> [Problem] Your task is to reproduce exactly the lines that run from the beginning of the data through the line where "positive clicks: (192, 285) (191, 275)" appears.

[Stored data entries]
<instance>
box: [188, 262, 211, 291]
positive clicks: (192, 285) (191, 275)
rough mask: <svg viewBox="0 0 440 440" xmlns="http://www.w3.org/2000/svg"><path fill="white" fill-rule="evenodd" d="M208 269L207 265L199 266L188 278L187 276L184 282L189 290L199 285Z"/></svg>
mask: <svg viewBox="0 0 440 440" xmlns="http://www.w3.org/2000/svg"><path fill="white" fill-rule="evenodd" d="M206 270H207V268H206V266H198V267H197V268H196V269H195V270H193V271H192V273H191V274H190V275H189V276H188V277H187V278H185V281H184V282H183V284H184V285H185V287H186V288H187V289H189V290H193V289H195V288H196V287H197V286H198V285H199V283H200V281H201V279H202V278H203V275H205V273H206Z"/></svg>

> [Response to the task]
<instance>
box: [188, 262, 211, 291]
positive clicks: (192, 285) (191, 275)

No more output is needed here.